Vendor management. Sounds as though it could be a bit of a dry subject but judging by recent outings, it is proving a bit of a hot topic.
And that’s reassuring because a) surprise, surprise, it is very important and b) it isn’t done particularly well, which is an awkward combination.
First off, a definition. Gartner defines vendor management as the discipline that enables organisations to control costs, drive service excellence and mitigate risks to gain increased value from their vendors throughout the deal lifecycle. All pretty commonsensical stuff.
Your 7-point action plan
1. Document and analyse current suppliers
2. Segment and prioritise suppliers
3. Develop relationship strategy
4. Develop collaboration and combined objectives
5. Review and refine KPIs and development plan
6. Review risk management
7. Build true relationships
But why are most law firms still approaching vendor management in an ad-hoc fashion, going “issue by issue” or reserving everything for an annual review meeting? These meetings tend to focus on cost, recent issues or operationally irrelevant key performance indicators (KPIs). Record keeping is decentralised and very few conversations with suppliers cover strategic aims, combined objectives, innovation or true partnership. Besides, we all know that if you are reviewing supplier performance against contractual KPIs then the writing is on the wall for the relationship.
Most firms recognise the cost of services purchased for the business but not the enabling impact they have or enhancement value they add. Given that review meetings tend to be focused on cost and day-to-day relationship issues rather than the more strategic Gartner framing, law firms could lay themselves open to the accusation of knowing ‘the cost of everything and the value of nothing’.
So how should a firm go about recognising the value and determining the risk of the supply chain which is needed to deliver its services?
Step 1 – Create Visibility
The first step is to create visibility and understanding around existing suppliers and the services they provide, and to determine their importance in underpinning the services that the law firm provides to its clients.
It is fair to say that until the introduction of GDPR many firms did not even maintain a centralised list of suppliers or contracts. The work done to assess suppliers’ compliance with GDPR can be a great starting place for vendor management.
We would recommend the following tasks:-
Create a coherent list of all current services/contracts detailing:
- Description of service
- Supplier contacts
- Business owner (internal)
- Expenditure per annum
- Key dates (Termination, Review, Rollovers etc)

========

**Directives**.
A. List the seven steps of the action plan in the vendor management article.
B. The vendor management article says many firms did not keep a centralised list of suppliers or contracts until what was introduced?
C. Continue the vendor management article from its final line.

Records from a dataset:
========

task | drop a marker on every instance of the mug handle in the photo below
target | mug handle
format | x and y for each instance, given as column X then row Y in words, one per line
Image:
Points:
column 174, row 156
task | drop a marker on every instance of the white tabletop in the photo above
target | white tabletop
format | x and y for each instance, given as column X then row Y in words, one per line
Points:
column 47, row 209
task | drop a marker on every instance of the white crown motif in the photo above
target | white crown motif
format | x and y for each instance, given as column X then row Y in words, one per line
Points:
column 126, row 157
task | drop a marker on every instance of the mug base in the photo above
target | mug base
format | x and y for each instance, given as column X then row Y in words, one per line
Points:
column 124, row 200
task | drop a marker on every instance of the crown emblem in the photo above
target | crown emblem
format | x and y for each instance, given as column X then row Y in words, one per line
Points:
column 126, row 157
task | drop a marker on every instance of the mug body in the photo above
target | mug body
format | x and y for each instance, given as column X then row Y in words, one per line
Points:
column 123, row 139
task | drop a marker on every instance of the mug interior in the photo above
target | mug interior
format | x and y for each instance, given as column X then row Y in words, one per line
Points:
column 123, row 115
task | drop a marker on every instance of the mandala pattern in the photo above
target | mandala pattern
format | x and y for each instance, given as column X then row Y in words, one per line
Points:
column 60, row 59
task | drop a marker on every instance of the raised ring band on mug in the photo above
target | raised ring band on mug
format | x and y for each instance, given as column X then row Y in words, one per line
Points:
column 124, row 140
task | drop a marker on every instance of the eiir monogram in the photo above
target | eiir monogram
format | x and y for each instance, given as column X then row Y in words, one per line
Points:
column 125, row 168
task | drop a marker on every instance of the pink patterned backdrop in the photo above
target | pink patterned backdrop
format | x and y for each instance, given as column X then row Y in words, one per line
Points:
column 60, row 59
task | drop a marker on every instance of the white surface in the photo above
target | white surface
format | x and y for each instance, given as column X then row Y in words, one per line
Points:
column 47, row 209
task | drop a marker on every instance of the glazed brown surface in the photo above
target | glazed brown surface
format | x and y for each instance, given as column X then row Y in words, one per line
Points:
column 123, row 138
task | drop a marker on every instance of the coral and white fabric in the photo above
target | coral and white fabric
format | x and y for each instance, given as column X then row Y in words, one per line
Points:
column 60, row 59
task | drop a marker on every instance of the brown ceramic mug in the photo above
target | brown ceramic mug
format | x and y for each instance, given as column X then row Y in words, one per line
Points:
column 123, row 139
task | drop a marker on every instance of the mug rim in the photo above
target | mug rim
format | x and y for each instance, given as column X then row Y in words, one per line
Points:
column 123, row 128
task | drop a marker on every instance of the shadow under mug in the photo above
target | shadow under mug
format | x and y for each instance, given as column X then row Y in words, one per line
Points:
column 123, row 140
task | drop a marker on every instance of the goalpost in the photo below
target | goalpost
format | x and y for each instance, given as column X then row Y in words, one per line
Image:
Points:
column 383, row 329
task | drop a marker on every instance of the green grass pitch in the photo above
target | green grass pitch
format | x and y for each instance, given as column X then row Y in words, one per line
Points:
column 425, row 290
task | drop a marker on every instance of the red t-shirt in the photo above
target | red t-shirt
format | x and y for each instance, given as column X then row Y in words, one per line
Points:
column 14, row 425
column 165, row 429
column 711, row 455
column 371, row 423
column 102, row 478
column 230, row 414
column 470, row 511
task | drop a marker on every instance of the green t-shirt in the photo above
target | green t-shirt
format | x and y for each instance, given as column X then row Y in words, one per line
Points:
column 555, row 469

========

**Exercise results**.
A.
1. Document and analyse current suppliers
2. Segment and prioritise suppliers
3. Develop relationship strategy
4. Develop collaboration and combined objectives
5. Review and refine KPIs and development plan
6. Review risk management
7. Build true relationships

B. GDPR.

C.
- Key contractual clauses
- Risk profile
- Importance of service
- Risk to business if service fails
- Supplier risk profile
- Formal risk reports from 3rd party report providers
Introduce centralised record keeping
- Bank of contracts
- History of contractual changes
- Minutes of meetings
- Records of major issues raised
- Document any ‘Lessons learned’ in the duration of the relationship
- Document known supplier risks and mitigations
Step 2 – Segmentation and Prioritisation
Once you have a list of all the suppliers and services this needs to be segmented and prioritised so the appropriate approach can be taken with each supplier.
This aims to identify strategic partners, important suppliers and unimportant transactional suppliers.
- Strategic Partners – a small number of strategic partners e.g. bankers, accountants, core technology providers
- Important Suppliers – Suppliers needed for the business to operate but who could be replaced e.g. important but commodity technology suppliers such as telecoms vendors
- Transactional Commodity – Commodity suppliers who are selected on the basis of price and can be easily changed with no impact e.g. standard photocopy paper suppliers
We’d suggest a simple scoring mechanism based on:
- Expenditure
- Risk Rating
- Innovation / continual approval
- Relying on systems / processes to operate.
Step 3 – Management Strategy and Collaboration
With suppliers now in their appropriate tiers, you can deploy a vendor management strategy so that the appropriate time is invested into these relationships. Using the Pareto rule you should expect to invest 80% of your time into your most strategically important suppliers with about 20% going into your more transactional suppliers.A typical approach for each supplier could be:
- Tier 1 Strategic
- Monthly meetings
- Issues & Resolutions
- Performance Review (Quality, KPI, Obligations, Risks & Mitigations) (See step 4)
- Innovation activity
- Review of delivery on combined objectives
- Tier 2 – Important
- Quarterly Meetings
- Issues & Resolutions
- Performance Review (Quality, KPI, Obligations, Risks & Mitigations)
- Tier 3 – Transactional
- 6 monthly or annual meetings
- Performance review (basic service level agreement monitoring)
- Cost Review
This approach will change the dynamics of vendor management: relationships with strategic suppliers become collaborative where suppliers are treated like true partners and not merely subservient suppliers. Equally, suppliers should see their customers as partners and not as a cash machine.
The focus of these relationships has to be a ‘win-win’ with recognised combined objectives.
Step 4 – Review and refine KPIs and development plan
We said at the beginning of this article that when a firm relies increasingly on KPIs it’s a sign that there are wider problems, with the firm looking for something to ‘prove’ the lack of service delivery
But you obviously still need a method of assessing and managing the vendor relationship as part of a more rounded approach. Rather than relying on staid SLAs such as ‘99%’ uptime, we would advocate for your strategic suppliers using a balanced scorecard technique; this enables an assessment of suppliers across various areas and supports the more collaborative style you’re after.
The balanced scorecard should encompass elements such as:
- Targets
- ‘Traditional’ adherence to standards
- Compliance with Obligations
- Assessment of how the supplier delivered to contractual obligations
- User Satisfaction
- Regular assessment of end-users’ views of service (regular surveys etc)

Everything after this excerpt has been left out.